[Rows from a segmentation dataset]
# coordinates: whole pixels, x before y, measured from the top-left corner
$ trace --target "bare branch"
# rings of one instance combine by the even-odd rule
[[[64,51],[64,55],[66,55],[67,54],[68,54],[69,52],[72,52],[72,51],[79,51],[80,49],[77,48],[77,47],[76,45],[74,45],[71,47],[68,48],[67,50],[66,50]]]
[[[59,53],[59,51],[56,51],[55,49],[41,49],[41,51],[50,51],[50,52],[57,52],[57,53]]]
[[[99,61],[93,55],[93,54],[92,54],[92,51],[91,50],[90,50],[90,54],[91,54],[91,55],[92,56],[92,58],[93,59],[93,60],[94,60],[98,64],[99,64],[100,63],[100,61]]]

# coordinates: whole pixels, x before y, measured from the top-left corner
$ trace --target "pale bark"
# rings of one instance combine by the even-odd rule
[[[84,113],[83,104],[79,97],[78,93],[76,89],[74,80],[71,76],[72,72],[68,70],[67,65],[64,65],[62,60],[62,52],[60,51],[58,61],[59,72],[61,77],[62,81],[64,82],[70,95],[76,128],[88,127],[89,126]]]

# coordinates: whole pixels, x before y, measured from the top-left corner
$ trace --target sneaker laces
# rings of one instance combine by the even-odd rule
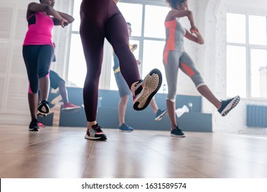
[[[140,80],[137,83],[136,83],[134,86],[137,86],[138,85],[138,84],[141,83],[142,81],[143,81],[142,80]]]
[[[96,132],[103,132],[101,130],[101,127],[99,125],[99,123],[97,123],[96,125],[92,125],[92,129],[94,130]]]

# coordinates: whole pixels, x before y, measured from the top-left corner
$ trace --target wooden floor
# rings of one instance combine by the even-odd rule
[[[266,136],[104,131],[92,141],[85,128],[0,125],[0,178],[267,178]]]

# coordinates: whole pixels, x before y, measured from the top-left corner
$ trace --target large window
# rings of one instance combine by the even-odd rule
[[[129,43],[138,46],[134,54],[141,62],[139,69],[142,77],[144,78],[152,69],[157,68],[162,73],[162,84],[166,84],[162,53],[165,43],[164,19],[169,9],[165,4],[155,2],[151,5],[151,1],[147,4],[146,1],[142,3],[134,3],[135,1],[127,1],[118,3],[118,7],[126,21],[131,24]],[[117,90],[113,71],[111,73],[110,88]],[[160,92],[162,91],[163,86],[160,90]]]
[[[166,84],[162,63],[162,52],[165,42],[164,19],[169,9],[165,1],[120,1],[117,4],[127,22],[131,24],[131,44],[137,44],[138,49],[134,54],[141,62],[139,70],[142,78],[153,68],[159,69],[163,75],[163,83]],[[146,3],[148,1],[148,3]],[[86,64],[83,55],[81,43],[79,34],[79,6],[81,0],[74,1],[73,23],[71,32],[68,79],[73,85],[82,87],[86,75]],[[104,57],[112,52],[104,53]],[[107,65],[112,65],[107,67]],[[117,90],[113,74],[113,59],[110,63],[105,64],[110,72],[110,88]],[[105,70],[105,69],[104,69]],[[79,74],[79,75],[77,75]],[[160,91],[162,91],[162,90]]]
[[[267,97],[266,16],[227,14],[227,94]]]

---

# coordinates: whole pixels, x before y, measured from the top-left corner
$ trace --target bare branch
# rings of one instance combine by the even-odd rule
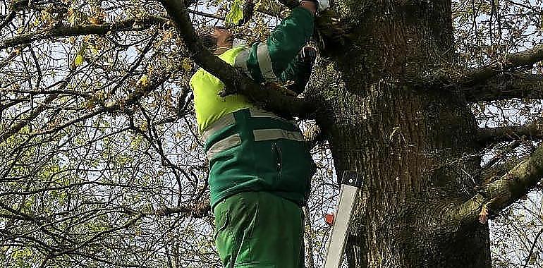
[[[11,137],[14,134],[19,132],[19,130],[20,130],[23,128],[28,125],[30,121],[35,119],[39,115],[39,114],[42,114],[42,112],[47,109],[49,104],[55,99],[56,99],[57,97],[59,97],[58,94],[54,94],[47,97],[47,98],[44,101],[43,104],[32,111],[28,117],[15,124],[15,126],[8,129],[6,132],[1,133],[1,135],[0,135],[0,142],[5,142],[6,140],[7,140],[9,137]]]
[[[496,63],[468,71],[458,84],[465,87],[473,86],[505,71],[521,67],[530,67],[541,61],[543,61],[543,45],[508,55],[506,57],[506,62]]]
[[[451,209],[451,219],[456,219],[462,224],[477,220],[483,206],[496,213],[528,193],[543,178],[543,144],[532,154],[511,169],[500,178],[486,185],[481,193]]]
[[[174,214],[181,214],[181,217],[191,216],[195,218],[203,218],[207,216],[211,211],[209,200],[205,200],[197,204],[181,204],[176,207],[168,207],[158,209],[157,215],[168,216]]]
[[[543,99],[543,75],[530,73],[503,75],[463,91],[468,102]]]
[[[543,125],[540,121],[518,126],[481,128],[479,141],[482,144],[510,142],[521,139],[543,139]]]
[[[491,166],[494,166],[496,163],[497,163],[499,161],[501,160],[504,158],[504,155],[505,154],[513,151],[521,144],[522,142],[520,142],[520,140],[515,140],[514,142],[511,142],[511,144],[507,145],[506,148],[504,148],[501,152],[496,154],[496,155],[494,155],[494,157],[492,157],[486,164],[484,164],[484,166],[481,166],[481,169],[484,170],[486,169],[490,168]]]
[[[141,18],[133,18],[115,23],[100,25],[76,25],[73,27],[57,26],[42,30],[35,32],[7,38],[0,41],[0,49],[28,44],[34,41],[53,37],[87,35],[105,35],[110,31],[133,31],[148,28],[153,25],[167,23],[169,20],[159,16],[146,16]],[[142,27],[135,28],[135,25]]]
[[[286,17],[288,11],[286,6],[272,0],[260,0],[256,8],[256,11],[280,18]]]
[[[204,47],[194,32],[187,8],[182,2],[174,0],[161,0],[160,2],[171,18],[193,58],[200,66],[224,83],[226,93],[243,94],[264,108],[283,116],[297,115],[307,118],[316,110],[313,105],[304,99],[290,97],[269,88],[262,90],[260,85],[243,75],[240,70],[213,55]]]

** WRITTEN PROBLEM **
Can you extract every line of the data above that contains the string "branch"?

** WRITTEN RESPONSE **
$ trace --target "bare branch"
$ trace --target bare branch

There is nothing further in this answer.